▸ **Selected text**:
--------------------

Re: Requiring semantic extensions to be AZ-proper?

Le 12/09/2012 22:04, Richard Cyganiak a écrit :
> Antoine,
>
> On 12 Sep 2012, at 18:47, Antoine Zimmermann wrote:
>> I don't know if the phrase "proper semantic extension" is standard,
>> but I guess it maps to something defined by logicians.
>>
>> What I consider a "proper" semantic extension X of an entailment
>> regime Y has to satisfy the following property:
>>
>> "For any dataset D1 and D2, if D1 X-entails D2, then D1 Y-entails
>> D2."
>
> Okay, so let's define some working terminology and call that
> “AZ-proper”.
>
> <snip detailed explanation of “AZ-proper” semantic extensions>
>
> I get this now. Thanks, it was very helpful.
>
>>> I can't quite figure out what these conditions are just from
>>> reading RDF Semantics. The “general monotonicity lemma” [2] seems
>>> relevant, but is phrased as a result of something being a
>>> semantic extension, rather than as a condition on semantic
>>> extensions.
>>
>> Well, the lemma, which I was not aware of, seems to say that the
>> semantic extensions defined by RDF semantics are satisfying the
>> property that I mentioned (modulo the use of RDF graphs instead of
>> datasets).
>
> Okay, right.
>
>> But it does not define in general a condition on semantic
>> extensions.
>>
>> I don't think RDF Semantics 1.0 specifies what's a "proper"
>> semantic extension and does not require that any future extension
>> must be monotonic.
>
> Well, read the second-to-last paragraph here:
> http://www.w3.org/TR/rdf-mt/#intro

Interesting, I certainly overlooked and even skip parts of the text of 
the introduction. This should be made more apparent in the new spec.


> And this: http://www.w3.org/TR/rdf-mt/#vocabulary_entail

Well, this talk about adding conditions on extra vocabularies but does 
not mandate anything particular about them.


> And this: http://www.w3.org/TR/rdf-mt/#MonSemExt

This indeed confirms what is said in introduction and seems to impose 
that /any/ extension monotonically extends its base entailment regime. I 
consider it's good news and that this should be followed in dataset 
semantics too.

--------------------

▸ **The data**:
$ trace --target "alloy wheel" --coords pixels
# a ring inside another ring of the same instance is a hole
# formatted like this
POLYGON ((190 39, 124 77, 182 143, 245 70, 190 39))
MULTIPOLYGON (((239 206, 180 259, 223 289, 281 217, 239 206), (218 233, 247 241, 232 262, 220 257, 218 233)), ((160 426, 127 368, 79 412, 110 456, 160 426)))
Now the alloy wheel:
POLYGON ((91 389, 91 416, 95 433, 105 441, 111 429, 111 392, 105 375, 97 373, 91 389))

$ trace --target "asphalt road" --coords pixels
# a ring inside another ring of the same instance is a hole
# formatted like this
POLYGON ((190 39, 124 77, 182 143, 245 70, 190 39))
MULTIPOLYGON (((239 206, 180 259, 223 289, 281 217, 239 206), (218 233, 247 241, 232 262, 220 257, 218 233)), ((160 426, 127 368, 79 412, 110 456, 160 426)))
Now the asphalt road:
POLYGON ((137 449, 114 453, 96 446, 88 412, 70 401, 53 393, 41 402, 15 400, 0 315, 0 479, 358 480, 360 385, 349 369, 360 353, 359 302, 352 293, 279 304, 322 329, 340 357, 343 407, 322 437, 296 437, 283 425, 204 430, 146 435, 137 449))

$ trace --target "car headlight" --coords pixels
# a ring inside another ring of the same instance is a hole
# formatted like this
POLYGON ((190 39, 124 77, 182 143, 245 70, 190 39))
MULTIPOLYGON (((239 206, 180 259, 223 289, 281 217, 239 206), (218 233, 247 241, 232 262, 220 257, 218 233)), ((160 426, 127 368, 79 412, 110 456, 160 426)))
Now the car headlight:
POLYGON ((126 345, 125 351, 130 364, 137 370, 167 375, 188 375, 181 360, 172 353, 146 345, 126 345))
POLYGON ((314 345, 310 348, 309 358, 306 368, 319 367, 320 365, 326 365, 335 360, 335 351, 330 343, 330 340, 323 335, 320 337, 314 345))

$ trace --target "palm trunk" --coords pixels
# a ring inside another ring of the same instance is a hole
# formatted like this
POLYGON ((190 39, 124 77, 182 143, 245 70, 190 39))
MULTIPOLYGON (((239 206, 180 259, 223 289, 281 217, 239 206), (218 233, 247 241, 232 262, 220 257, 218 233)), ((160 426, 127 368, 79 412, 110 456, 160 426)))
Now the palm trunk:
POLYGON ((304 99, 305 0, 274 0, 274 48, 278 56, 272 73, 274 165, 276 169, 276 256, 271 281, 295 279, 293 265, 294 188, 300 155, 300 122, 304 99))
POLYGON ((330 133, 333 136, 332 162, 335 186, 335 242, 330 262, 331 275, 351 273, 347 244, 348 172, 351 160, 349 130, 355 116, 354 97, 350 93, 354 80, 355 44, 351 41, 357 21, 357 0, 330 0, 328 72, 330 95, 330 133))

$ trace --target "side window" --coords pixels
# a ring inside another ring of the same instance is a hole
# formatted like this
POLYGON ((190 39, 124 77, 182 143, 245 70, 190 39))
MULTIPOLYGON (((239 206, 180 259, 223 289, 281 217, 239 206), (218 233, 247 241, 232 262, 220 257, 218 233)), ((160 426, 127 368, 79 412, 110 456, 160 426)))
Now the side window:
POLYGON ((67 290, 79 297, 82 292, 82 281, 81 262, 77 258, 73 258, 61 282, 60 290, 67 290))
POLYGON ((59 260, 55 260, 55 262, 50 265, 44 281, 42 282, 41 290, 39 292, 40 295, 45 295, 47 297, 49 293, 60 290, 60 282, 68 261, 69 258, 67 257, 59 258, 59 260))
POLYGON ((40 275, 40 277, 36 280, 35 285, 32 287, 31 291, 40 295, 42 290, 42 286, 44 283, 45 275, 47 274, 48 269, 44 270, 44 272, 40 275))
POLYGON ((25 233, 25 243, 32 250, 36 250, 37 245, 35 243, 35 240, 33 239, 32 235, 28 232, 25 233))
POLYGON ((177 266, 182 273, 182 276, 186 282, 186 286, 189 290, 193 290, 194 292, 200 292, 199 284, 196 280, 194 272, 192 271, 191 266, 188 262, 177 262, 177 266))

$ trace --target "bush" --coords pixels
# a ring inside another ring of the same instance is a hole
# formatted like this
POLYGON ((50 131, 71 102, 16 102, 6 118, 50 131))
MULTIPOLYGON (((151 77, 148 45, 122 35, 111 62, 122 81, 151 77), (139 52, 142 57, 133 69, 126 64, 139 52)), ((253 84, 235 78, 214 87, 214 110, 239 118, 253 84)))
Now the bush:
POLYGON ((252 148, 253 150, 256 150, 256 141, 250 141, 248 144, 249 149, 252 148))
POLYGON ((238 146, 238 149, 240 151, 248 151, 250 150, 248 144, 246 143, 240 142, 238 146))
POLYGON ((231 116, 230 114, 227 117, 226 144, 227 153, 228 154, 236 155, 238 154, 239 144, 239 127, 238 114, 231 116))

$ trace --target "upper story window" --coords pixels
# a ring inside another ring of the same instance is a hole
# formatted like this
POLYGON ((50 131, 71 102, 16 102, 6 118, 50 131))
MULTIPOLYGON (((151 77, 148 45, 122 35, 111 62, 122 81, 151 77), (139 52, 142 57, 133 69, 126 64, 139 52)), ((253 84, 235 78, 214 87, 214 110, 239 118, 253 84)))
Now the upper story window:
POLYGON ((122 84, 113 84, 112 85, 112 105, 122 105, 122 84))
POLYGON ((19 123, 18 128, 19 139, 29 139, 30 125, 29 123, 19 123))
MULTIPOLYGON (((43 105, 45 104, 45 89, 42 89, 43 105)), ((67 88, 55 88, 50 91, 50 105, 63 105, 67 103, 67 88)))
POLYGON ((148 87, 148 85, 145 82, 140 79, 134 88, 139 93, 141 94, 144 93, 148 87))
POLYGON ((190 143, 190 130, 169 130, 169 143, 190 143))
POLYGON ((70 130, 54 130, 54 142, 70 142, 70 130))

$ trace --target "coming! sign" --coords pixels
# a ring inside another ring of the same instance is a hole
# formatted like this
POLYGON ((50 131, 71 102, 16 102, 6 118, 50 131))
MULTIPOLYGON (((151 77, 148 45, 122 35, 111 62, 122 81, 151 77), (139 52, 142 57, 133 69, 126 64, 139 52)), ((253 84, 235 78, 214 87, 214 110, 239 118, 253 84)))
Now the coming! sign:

--------------------

▸ **Problems to solve**:
**1.** Could you retype the stretch of the email on AZ-proper semantic extensions from "Re: Requiring semantic" through "defined by logicians."?
**2.** Can you repeat the entries word for word, covering the stretch from their first line through the line containing "POLYGON ((91 389, 91", with both of those lines included?

▸ **Answer set**:
**1.**
Re: Requiring semantic extensions to be AZ-proper?

Le 12/09/2012 22:04, Richard Cyganiak a écrit :
> Antoine,
>
> On 12 Sep 2012, at 18:47, Antoine Zimmermann wrote:
>> I don't know if the phrase "proper semantic extension" is standard,
>> but I guess it maps to something defined by logicians.

**2.**
$ trace --target "alloy wheel" --coords pixels
# a ring inside another ring of the same instance is a hole
# formatted like this
POLYGON ((190 39, 124 77, 182 143, 245 70, 190 39))
MULTIPOLYGON (((239 206, 180 259, 223 289, 281 217, 239 206), (218 233, 247 241, 232 262, 220 257, 218 233)), ((160 426, 127 368, 79 412, 110 456, 160 426)))
Now the alloy wheel:
POLYGON ((91 389, 91 416, 95 433, 105 441, 111 429, 111 392, 105 375, 97 373, 91 389))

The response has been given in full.